> YOUR ASSIGNMENT: Starting at the top of the records below, write out each line exactly as it stands, stopping after the line with "point: one pixel per instance, each like <point>732,464</point>."; exclude the pictures.

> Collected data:
________________
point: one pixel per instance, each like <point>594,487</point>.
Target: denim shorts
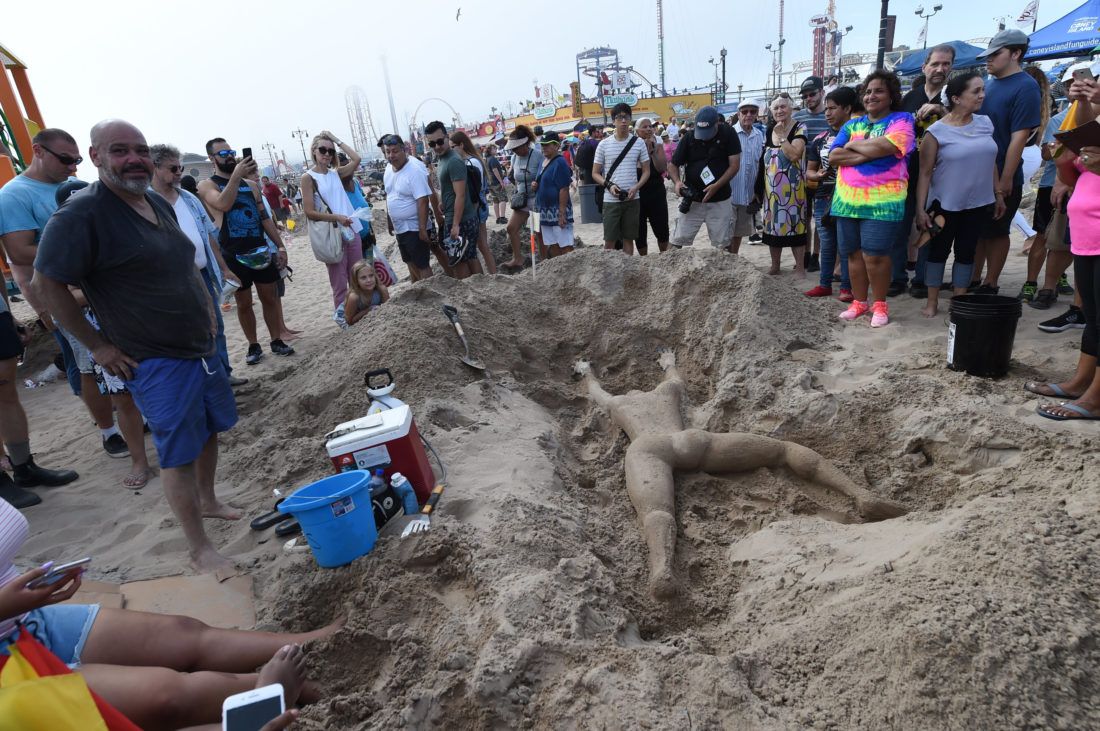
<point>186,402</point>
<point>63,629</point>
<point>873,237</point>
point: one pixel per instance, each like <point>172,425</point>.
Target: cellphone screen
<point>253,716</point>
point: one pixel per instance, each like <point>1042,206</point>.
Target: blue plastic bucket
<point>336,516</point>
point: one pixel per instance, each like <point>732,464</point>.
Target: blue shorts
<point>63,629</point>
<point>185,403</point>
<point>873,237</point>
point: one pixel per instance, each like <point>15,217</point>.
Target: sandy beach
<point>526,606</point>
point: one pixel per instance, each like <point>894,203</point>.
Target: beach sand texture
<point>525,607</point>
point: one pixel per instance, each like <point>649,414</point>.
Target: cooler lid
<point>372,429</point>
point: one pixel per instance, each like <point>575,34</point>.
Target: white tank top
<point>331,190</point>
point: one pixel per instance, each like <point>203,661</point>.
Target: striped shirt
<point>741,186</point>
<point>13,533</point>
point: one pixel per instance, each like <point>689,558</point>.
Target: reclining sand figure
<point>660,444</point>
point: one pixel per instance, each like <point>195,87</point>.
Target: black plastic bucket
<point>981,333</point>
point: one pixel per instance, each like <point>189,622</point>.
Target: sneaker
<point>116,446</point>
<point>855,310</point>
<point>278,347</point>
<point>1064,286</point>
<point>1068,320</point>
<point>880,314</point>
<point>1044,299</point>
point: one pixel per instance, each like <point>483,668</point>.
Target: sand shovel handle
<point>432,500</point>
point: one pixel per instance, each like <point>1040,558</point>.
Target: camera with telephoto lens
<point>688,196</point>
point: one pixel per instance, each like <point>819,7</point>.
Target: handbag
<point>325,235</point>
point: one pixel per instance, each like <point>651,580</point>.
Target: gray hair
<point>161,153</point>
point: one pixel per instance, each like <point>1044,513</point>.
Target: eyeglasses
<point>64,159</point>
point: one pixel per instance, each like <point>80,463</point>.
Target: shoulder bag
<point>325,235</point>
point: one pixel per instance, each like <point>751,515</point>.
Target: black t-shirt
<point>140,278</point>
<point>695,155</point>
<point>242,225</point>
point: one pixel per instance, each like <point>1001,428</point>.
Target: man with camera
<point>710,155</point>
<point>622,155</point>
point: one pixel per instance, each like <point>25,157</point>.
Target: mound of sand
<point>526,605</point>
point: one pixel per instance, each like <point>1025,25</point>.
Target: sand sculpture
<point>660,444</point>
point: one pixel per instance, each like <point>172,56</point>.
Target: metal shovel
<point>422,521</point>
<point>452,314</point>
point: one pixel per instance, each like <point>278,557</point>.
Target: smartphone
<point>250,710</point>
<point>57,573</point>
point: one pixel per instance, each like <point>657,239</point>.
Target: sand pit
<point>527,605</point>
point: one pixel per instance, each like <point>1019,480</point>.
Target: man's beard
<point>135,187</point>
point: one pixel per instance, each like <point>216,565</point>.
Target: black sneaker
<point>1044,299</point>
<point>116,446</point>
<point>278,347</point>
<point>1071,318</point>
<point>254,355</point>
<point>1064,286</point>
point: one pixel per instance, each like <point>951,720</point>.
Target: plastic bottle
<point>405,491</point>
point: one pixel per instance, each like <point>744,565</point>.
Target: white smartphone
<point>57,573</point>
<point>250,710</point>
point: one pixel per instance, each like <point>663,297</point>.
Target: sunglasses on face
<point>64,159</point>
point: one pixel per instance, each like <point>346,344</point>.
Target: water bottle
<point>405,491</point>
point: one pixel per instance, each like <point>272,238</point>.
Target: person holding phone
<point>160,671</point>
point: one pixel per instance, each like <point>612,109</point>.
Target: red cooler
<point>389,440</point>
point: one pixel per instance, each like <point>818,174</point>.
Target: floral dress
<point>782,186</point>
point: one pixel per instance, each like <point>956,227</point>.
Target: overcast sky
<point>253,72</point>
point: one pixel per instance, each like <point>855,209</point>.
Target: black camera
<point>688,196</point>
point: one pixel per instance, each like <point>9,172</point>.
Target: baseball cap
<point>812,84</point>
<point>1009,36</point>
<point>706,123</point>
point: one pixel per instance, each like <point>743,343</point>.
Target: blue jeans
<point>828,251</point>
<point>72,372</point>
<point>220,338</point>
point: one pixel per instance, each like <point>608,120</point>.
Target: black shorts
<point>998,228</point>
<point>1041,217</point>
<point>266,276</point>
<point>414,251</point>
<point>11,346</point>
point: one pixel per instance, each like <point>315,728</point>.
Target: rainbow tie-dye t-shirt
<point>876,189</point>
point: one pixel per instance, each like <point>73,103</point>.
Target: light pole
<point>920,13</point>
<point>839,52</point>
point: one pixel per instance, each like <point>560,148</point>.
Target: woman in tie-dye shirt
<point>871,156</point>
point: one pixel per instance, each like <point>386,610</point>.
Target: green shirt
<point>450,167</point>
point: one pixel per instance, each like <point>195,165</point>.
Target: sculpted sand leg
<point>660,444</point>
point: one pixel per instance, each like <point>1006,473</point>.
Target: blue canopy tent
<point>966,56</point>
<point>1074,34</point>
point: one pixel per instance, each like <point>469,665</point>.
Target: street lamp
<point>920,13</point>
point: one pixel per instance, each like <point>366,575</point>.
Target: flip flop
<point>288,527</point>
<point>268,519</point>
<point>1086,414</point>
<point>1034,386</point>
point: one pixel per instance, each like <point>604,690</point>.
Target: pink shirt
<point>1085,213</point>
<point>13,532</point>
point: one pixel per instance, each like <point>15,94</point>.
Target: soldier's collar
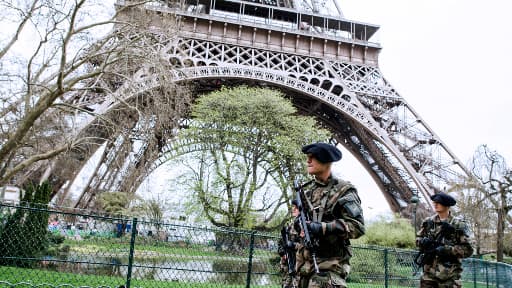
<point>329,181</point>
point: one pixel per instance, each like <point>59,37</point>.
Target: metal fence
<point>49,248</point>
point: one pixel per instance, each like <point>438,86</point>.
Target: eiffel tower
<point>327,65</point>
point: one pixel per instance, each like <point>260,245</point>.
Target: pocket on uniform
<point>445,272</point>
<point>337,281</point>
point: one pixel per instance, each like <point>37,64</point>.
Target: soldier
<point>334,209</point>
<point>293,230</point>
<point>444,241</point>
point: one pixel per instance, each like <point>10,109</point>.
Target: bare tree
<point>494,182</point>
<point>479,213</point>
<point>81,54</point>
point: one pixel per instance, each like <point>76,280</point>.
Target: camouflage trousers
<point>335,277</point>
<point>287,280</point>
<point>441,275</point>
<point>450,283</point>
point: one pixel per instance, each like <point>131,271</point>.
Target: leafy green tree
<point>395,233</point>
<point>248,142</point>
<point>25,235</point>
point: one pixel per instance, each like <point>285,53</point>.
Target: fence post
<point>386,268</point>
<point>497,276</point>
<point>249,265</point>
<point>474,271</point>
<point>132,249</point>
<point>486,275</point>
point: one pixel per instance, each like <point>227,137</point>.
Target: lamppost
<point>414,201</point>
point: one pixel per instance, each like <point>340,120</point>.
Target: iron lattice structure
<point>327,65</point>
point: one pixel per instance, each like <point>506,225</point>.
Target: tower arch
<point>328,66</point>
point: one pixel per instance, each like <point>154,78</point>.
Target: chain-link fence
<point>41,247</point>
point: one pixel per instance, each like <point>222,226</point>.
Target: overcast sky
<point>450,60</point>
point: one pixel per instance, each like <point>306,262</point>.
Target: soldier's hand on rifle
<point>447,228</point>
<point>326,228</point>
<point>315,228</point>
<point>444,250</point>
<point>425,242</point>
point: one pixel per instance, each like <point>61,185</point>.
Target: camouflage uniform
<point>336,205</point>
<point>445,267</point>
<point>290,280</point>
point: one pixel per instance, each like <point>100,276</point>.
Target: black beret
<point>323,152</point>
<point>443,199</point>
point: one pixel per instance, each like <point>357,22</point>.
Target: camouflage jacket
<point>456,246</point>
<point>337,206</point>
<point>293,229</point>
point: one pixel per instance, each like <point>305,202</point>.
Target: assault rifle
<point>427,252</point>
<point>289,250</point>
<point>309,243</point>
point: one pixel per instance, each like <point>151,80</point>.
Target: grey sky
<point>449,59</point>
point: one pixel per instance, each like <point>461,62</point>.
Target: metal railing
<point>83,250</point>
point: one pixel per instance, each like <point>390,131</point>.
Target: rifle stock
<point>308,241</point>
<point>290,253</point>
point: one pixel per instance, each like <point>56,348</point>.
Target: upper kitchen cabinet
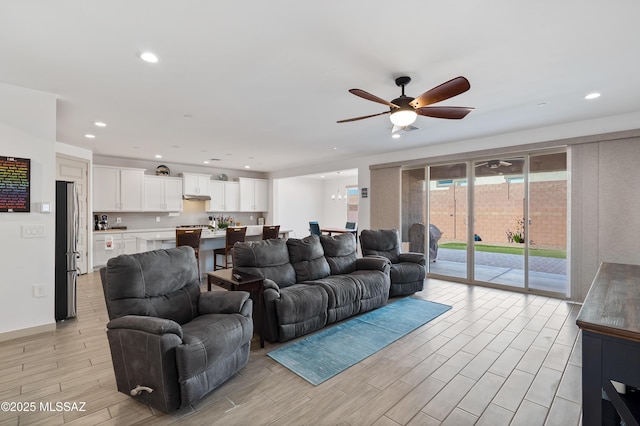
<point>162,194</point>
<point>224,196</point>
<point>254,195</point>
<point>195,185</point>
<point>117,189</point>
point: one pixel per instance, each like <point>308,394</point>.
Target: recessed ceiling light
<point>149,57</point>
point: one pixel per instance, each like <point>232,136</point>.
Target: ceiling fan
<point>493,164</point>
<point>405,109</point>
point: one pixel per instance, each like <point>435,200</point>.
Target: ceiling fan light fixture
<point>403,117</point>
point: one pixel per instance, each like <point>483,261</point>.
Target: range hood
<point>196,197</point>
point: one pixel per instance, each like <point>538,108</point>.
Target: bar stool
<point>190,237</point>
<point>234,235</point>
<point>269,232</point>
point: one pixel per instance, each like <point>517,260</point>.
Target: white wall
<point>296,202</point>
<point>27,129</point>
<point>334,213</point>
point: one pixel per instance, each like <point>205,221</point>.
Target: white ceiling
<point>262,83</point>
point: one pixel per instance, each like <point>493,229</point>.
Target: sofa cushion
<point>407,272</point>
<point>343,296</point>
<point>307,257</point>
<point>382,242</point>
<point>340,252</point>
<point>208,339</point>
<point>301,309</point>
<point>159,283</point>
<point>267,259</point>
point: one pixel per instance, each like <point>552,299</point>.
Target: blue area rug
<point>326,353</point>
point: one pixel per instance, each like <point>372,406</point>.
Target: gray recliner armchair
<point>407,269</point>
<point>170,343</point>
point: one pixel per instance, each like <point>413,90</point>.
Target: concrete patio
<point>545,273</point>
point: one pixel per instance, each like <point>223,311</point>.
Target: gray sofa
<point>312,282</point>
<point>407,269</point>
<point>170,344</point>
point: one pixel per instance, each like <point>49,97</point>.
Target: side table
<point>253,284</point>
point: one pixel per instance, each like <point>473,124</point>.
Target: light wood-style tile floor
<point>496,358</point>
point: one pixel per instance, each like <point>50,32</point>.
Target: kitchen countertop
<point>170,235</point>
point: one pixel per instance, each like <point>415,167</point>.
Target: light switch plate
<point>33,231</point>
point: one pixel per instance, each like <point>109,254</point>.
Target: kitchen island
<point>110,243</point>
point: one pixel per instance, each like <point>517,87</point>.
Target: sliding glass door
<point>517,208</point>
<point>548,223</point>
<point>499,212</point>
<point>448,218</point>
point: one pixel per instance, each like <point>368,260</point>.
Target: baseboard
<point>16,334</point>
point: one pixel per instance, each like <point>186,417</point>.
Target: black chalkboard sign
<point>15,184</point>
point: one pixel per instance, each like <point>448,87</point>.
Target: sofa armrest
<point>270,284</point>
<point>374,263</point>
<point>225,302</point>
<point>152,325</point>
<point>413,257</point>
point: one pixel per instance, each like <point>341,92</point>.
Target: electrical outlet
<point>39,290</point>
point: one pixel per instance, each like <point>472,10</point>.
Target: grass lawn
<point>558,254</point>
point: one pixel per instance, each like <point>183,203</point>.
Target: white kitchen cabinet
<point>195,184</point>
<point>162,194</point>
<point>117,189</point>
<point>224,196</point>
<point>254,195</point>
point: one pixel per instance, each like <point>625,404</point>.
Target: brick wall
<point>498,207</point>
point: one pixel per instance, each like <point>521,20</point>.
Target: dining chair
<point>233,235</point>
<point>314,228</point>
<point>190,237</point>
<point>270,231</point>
________________
> RESPONSE AREA:
point: one pixel per instance, each like <point>594,487</point>.
Target: denim shorts
<point>186,402</point>
<point>63,629</point>
<point>873,237</point>
point: one pixel per instance, each like <point>172,425</point>.
Target: cellphone screen
<point>253,716</point>
point: one pixel per instance, each like <point>1042,206</point>.
Target: blue plastic bucket
<point>336,516</point>
point: one pixel per instance, each like <point>732,464</point>.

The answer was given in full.